» **Challenge 1**:
Answer these from the text on constructing Markov chains, one line each:
(a) On what interval are the independent random variables in the theoretical setup uniformly distributed?
(b) How is \(X_0\) constructed?
(c) In R, what does \(U\) represent?
» **Challenge 2**: Write out, word for word, the passage of the Markov chain text below, starting with "Constructing Markov chains" and going on through "transition matrix \(P\).".
» **Challenge 3**: Write what comes next in the text on constructing Markov chains, picking up after its final sentence.

» **Supplied text**:
****************

Constructing Markov chains

  • Theory: We have at our disposal an infinite sequence of independent random variables uniformly distributed on \([0,1]\).

  • R: We can simulate as many independent uniform random variables as we please.

  • Any random variable can be thought of as a function of uniform random variable.

Continued

  • Let \(X\) be the Markov chain on the state space \(S\) with transition matrix \(P\).

  • First we construct \(X_0 = f(U_{-1})\)

  • Next, let \(\phi:S \times [0,1] \to S\) be a function such that if \(U\) is uniformly distributed in \([0,1]\) and independent of \(X_0\), then \[\mathbb{P}(\phi(X_0, U) =j \ | \ X_0=i) = p_{ij}.\]

  • The function \(\phi\) is noting abstract at all, in R, it is simply the procedure you would define so that given \(i\), it outputs \(j\) with probability \(p_{ij}\); here the \(U\) represents the randomization that R uses.

****************

» **Material supplied**:

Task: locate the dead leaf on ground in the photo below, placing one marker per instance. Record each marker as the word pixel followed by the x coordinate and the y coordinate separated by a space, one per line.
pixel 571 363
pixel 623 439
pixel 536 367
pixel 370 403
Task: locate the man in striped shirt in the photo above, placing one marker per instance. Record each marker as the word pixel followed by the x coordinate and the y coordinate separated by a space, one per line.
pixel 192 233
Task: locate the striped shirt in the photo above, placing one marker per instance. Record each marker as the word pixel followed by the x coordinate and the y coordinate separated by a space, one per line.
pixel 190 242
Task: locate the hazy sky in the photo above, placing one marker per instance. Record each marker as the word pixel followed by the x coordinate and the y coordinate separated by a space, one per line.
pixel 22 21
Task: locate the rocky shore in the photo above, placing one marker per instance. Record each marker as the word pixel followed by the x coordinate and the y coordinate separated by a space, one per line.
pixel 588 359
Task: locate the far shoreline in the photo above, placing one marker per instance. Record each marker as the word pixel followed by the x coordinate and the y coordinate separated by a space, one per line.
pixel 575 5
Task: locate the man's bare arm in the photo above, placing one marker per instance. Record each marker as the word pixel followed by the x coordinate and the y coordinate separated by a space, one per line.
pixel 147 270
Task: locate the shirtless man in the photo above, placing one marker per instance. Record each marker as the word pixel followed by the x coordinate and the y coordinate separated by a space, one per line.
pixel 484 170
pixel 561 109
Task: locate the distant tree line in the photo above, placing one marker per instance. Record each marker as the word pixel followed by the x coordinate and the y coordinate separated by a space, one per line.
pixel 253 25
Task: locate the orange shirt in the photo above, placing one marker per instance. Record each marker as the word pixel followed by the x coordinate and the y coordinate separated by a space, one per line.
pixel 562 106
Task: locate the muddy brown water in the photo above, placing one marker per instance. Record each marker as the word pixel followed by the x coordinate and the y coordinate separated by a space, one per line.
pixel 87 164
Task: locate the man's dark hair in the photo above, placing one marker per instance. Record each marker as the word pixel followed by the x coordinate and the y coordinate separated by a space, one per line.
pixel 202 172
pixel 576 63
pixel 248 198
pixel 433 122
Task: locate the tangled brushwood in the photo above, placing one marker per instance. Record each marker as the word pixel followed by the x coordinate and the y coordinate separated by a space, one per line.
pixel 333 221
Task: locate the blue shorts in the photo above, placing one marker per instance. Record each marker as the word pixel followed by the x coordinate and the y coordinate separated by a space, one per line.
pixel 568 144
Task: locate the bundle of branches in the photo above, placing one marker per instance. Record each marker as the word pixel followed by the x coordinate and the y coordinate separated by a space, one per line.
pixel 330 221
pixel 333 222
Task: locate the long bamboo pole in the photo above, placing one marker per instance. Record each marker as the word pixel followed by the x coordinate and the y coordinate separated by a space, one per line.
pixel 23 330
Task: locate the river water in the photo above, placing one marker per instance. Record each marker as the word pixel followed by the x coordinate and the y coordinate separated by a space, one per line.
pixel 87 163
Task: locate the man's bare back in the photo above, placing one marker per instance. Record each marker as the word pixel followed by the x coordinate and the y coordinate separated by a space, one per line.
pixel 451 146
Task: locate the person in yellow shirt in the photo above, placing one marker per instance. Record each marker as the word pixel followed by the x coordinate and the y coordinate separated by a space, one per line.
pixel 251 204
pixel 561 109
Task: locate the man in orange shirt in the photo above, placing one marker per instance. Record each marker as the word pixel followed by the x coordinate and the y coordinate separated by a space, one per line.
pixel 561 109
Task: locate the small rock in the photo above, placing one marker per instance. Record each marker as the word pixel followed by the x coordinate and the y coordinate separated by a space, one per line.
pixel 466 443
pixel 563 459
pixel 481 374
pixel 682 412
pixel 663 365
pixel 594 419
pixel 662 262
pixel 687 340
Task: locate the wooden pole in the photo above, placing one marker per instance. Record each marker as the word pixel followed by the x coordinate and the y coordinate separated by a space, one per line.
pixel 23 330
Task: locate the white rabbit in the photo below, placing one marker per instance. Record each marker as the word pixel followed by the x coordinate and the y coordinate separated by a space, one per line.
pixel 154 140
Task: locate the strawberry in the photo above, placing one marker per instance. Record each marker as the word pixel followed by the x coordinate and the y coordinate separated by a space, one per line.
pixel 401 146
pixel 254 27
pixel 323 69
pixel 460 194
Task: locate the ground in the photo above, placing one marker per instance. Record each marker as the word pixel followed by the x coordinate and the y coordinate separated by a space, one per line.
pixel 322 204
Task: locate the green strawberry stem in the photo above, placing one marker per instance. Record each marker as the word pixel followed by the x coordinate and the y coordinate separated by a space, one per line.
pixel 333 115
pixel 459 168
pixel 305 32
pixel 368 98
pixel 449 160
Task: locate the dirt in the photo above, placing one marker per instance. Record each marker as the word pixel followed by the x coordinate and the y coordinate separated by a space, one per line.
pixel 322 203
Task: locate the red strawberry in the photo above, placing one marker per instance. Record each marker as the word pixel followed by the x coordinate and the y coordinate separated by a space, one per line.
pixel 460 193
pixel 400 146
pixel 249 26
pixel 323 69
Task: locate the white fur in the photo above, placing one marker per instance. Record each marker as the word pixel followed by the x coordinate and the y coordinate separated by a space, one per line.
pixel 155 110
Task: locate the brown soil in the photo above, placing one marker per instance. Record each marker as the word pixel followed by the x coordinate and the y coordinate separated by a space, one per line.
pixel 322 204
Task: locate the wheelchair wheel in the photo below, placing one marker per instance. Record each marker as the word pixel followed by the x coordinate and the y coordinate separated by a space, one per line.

****************

» **Expected output 1**:
(a) On \([0,1]\).
(b) As \(X_0 = f(U_{-1})\).
(c) The randomization that R uses.

» **Expected output 2**:
Constructing Markov chains

  • Theory: We have at our disposal an infinite sequence of independent random variables uniformly distributed on \([0,1]\).

  • R: We can simulate as many independent uniform random variables as we please.

  • Any random variable can be thought of as a function of uniform random variable.

Continued

  • Let \(X\) be the Markov chain on the state space \(S\) with transition matrix \(P\).

» **Expected output 3**:
continued

Then the Markov chain \(X\) can be constructed as

  • \(X_0 = f(U_{-1})\)
  • \(X_1 = \phi(X_0, U_0)\)
  • \(X_2 = \phi(X_1, U_1)\)
  • \(X_{n+1} = \phi(X_{n}, U_n)\)

Example code

P <- matrix(c(0, 1/2, 1/2, 0, 0, 1/2, 0,0,0,1/2, 1/2,0,
    0, 1/2, 0, 0,0,0,1/2, 1/2, 1/3, 1/3, 0, 0, 1/3), nrow =5)
P <-t(P)
P
##           [,1]      [,2] [,3] [,4]      [,5]
## [1,] 0.0000000 0.5000000  0.5  0.0 0.0000000
## [2,] 0.5000000 0.0000000  0.0  0.0 0.5000000
## [3,] 0.5000000 0.0000000  0.0  0.5 0.0000000
## [4,] 0.0000000 0.0000000  0.0  0.5 0.5000000
## [5,] 0.3333333 0.3333333  0.0  0.0 0.3333333

continued

initial <- function(){
u = runif(1)
x=-1
k=0
while(x==-1){
k<-k+1
  if( u <=0.2*k){x<-k}
}  
x
}

continued

step <- function(i){
  q = P[i,]
  x=-1
  u = runif(1)
  j=0
  cumq = cumsum(q)
  while(x==-1){
    j<-j+1
    if(u <= cumq[j]){x <-j}
  }
  x
}

continued

steps <- function(n){
  x = initial()
  for (i in 1:n){
    x <- c(x, step(x[i]))
  }
  x
}

steps(100)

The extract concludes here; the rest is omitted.